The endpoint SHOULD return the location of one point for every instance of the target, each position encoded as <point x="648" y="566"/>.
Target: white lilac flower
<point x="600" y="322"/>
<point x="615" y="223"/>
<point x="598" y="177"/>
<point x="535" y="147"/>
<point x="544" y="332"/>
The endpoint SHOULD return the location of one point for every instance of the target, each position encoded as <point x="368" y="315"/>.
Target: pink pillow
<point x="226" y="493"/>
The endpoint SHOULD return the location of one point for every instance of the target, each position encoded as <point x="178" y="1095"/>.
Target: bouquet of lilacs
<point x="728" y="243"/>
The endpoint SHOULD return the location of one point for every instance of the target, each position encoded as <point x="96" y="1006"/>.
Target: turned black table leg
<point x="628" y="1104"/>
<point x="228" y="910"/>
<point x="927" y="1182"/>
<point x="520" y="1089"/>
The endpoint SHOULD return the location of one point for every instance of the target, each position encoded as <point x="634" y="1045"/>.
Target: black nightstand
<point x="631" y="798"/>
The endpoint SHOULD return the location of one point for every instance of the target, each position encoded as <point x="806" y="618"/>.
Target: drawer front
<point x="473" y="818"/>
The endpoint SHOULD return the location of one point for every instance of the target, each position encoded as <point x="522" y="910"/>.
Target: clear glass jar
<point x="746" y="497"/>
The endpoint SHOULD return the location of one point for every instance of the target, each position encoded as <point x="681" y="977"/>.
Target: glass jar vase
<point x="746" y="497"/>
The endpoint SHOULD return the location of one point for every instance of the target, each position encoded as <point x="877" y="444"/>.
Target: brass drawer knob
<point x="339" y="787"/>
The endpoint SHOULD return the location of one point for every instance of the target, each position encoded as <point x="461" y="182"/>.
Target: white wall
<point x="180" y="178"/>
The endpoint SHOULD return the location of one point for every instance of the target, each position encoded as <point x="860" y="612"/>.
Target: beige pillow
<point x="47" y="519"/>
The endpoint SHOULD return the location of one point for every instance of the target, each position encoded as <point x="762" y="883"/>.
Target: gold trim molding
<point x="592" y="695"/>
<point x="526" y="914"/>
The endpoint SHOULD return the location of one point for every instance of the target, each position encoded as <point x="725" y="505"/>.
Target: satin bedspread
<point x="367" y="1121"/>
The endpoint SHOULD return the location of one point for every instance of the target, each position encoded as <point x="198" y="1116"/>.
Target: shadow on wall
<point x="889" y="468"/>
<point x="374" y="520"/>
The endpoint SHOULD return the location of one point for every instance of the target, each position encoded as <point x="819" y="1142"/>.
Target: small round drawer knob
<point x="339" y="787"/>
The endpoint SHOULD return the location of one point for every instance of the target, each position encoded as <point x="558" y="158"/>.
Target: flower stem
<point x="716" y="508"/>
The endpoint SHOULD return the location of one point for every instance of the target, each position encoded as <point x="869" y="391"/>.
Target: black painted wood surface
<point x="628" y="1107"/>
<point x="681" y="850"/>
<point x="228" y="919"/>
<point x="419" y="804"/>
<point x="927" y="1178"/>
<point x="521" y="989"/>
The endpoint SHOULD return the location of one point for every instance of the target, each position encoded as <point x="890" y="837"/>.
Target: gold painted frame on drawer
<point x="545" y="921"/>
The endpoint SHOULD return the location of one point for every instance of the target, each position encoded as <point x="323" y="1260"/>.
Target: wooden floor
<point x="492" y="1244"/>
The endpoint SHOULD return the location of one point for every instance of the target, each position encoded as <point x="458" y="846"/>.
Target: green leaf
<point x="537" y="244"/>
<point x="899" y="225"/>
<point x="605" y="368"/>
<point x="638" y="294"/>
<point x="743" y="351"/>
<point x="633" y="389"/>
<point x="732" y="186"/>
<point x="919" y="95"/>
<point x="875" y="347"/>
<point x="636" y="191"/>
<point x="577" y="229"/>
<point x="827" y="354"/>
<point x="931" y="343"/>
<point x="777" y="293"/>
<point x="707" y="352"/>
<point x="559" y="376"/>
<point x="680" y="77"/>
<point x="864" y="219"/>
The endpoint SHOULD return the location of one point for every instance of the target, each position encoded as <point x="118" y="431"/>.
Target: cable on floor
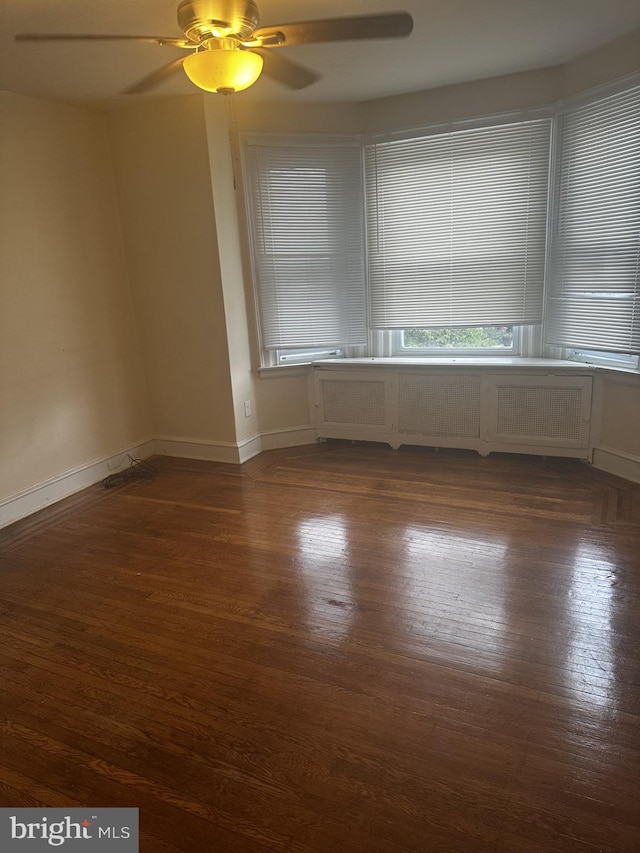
<point x="139" y="469"/>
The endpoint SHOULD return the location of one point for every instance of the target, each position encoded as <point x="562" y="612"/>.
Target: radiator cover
<point x="481" y="409"/>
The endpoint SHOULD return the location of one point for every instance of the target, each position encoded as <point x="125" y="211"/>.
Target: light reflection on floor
<point x="326" y="575"/>
<point x="590" y="661"/>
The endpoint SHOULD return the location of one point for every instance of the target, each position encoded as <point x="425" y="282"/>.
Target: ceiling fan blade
<point x="393" y="25"/>
<point x="171" y="42"/>
<point x="285" y="71"/>
<point x="155" y="78"/>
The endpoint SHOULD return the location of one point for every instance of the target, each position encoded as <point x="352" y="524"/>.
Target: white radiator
<point x="483" y="410"/>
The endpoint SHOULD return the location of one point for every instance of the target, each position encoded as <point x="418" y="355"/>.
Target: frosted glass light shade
<point x="223" y="70"/>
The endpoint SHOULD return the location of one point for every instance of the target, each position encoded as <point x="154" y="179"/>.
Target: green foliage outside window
<point x="480" y="337"/>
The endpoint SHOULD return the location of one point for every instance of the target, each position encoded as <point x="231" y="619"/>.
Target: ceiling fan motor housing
<point x="202" y="19"/>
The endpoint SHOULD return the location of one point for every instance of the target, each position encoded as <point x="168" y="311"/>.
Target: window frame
<point x="514" y="351"/>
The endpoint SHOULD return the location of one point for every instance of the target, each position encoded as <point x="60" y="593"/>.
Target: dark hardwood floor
<point x="333" y="648"/>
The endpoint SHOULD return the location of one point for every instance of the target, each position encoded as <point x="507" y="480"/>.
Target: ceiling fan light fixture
<point x="223" y="67"/>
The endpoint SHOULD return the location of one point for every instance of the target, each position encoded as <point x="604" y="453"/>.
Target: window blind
<point x="306" y="218"/>
<point x="594" y="293"/>
<point x="457" y="227"/>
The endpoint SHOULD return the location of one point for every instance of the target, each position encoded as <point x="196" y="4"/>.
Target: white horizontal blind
<point x="306" y="218"/>
<point x="457" y="227"/>
<point x="594" y="294"/>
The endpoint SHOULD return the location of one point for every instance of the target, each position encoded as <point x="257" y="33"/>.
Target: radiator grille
<point x="439" y="406"/>
<point x="544" y="412"/>
<point x="353" y="402"/>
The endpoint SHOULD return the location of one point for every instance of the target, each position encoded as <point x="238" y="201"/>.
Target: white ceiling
<point x="452" y="41"/>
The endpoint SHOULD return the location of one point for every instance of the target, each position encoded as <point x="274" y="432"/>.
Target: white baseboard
<point x="20" y="505"/>
<point x="24" y="503"/>
<point x="218" y="451"/>
<point x="617" y="462"/>
<point x="277" y="439"/>
<point x="195" y="448"/>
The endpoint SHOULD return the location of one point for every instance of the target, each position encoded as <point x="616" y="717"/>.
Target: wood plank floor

Work required
Copy every line above word for word and exclude the pictures.

Answer below
The endpoint SHOULD return the location of one point for every instance of the target, each position encoded as <point x="648" y="566"/>.
Target: white lilac flower
<point x="600" y="322"/>
<point x="615" y="223"/>
<point x="598" y="177"/>
<point x="535" y="147"/>
<point x="544" y="332"/>
The endpoint SHOULD return the location of one point for every instance of the target, each position encoded as <point x="368" y="315"/>.
Target: pink pillow
<point x="226" y="493"/>
The endpoint SHOULD return the location of one point for every instance of the target, each position encoded as <point x="178" y="1095"/>.
Target: bouquet of lilacs
<point x="728" y="243"/>
The endpoint SHOULD return the location of one point for every instance of the target, each position encoded as <point x="96" y="1006"/>.
Target: turned black table leg
<point x="628" y="1104"/>
<point x="228" y="910"/>
<point x="927" y="1182"/>
<point x="520" y="1089"/>
The endpoint SHOULD return the location of one point for every instance of the target, each position encoded as <point x="634" y="1045"/>.
Target: black nightstand
<point x="631" y="798"/>
The endpoint SHOULD return the location of one point for every instance of the target, each position encoded as <point x="806" y="618"/>.
Target: drawer front
<point x="473" y="818"/>
The endpoint SHOULD return the location of one point for every instance of the target, each position encoded as <point x="522" y="910"/>.
Target: clear glass jar
<point x="746" y="497"/>
The endpoint SHOULD return the location of one point for every instance of the target, each position encoded as <point x="681" y="977"/>.
Target: glass jar vase
<point x="746" y="497"/>
The endpoint SHOULD return the location of one point for every instance of the target, each position encoded as <point x="877" y="444"/>.
Target: brass drawer knob
<point x="339" y="787"/>
The endpoint SHOULD return the location of one point for every instance of the target, each position encoded as <point x="461" y="182"/>.
Target: white wall
<point x="180" y="178"/>
The endpoint SHOULD return the location of one point for every instance of the target, each position encoded as <point x="860" y="612"/>.
Target: beige pillow
<point x="47" y="519"/>
The endpoint SHOULD return the location of one point for every instance of the target, each position encoded as <point x="762" y="883"/>.
Target: gold trim molding
<point x="592" y="695"/>
<point x="526" y="914"/>
The endpoint SHOULD return the location of one point for every instance of the target, each position encoded as <point x="725" y="505"/>.
Target: satin bedspread
<point x="367" y="1121"/>
The endpoint SHOULD return the location of one point for every instance of the target, each position encoded as <point x="198" y="1116"/>.
Target: shadow on wall
<point x="889" y="468"/>
<point x="374" y="520"/>
The endpoint SHOULD return the location of one point for every instance of the target, each position encoded as <point x="819" y="1142"/>.
Target: small round drawer knob
<point x="339" y="787"/>
The endpoint SHOULD return the location of one point for every instance of the target, each position encoded as <point x="558" y="158"/>.
Target: flower stem
<point x="716" y="508"/>
The endpoint SHOULD return the location of one point for every instance of the target, each position encoded as <point x="869" y="391"/>.
Target: black painted wood surface
<point x="628" y="1107"/>
<point x="681" y="850"/>
<point x="228" y="919"/>
<point x="419" y="804"/>
<point x="927" y="1178"/>
<point x="521" y="989"/>
The endpoint SHOULD return the location of one point for every instance of the target, each position encoded as <point x="890" y="837"/>.
Target: gold painted frame on drawer
<point x="545" y="921"/>
The endpoint SHOULD return the location of one point for every instance of the target, each position encoded as <point x="323" y="1260"/>.
Target: wooden floor
<point x="492" y="1244"/>
The endpoint SHOULD return the location of one point for every instance of the target, each position encoded as <point x="458" y="846"/>.
Target: green leaf
<point x="537" y="244"/>
<point x="899" y="225"/>
<point x="605" y="368"/>
<point x="638" y="294"/>
<point x="743" y="351"/>
<point x="633" y="389"/>
<point x="732" y="186"/>
<point x="919" y="95"/>
<point x="875" y="347"/>
<point x="636" y="191"/>
<point x="577" y="229"/>
<point x="827" y="354"/>
<point x="931" y="343"/>
<point x="777" y="293"/>
<point x="707" y="352"/>
<point x="559" y="376"/>
<point x="680" y="77"/>
<point x="864" y="219"/>
The endpoint SHOULD return the location of one point for every instance of the target, each position encoded as <point x="118" y="431"/>.
Target: cable on floor
<point x="139" y="469"/>
The endpoint SHOULD return the location of one point for every instance of the target, each position encoded as <point x="562" y="612"/>.
Target: radiator cover
<point x="481" y="409"/>
The endpoint SHOULD return the location of one point for every instance of the target, each position encoded as <point x="125" y="211"/>.
Target: light reflection on floor
<point x="326" y="575"/>
<point x="590" y="661"/>
The endpoint SHOULD return the location of one point for every instance of the target, each position encoded as <point x="425" y="282"/>.
Target: ceiling fan blade
<point x="393" y="25"/>
<point x="171" y="42"/>
<point x="285" y="71"/>
<point x="155" y="78"/>
The endpoint SHOULD return the location of one point for every instance of the target, each position encoded as <point x="352" y="524"/>.
Target: white radiator
<point x="483" y="410"/>
The endpoint SHOULD return the location of one point for every instance of the target, each position encoded as <point x="418" y="355"/>.
Target: frosted glass light shade
<point x="223" y="70"/>
The endpoint SHOULD return the location of one point for every instance of the target, each position encoded as <point x="154" y="179"/>.
Target: green foliage outside window
<point x="480" y="337"/>
The endpoint SHOULD return the location of one point for every instance of the target, each position encoded as <point x="231" y="619"/>.
Target: ceiling fan motor housing
<point x="202" y="19"/>
The endpoint SHOULD return the location of one point for every instance of the target, each position encoded as <point x="168" y="311"/>.
Target: window frame
<point x="514" y="351"/>
The endpoint SHOULD return the location of one point for every instance of the target, each position encoded as <point x="60" y="593"/>.
Target: dark hardwood floor
<point x="333" y="648"/>
The endpoint SHOULD return the location of one point for every instance of the target, each position encoded as <point x="507" y="480"/>.
Target: ceiling fan light fixture
<point x="223" y="67"/>
The endpoint SHOULD return the location of one point for every instance of the target, each position encoded as <point x="604" y="453"/>.
Target: window blind
<point x="306" y="218"/>
<point x="594" y="293"/>
<point x="457" y="227"/>
The endpoint SHOULD return the location of one point for every instance of the target, each position encoded as <point x="196" y="4"/>.
Target: white horizontal blind
<point x="306" y="218"/>
<point x="457" y="227"/>
<point x="594" y="294"/>
The endpoint SHOULD return the location of one point for every instance of the target, each position encoded as <point x="257" y="33"/>.
Target: radiator grille
<point x="439" y="406"/>
<point x="544" y="412"/>
<point x="353" y="402"/>
The endpoint SHOULD return the location of one point for every instance of the target, each position encoded as <point x="238" y="201"/>.
Target: white ceiling
<point x="452" y="41"/>
The endpoint SHOULD return the location of one point for every instance of the target, each position encoded as <point x="274" y="432"/>.
Target: white baseboard
<point x="20" y="505"/>
<point x="24" y="503"/>
<point x="218" y="451"/>
<point x="617" y="462"/>
<point x="277" y="439"/>
<point x="195" y="448"/>
The endpoint SHOULD return the location of one point for every instance of the target, each position encoded as <point x="616" y="717"/>.
Target: wood plank floor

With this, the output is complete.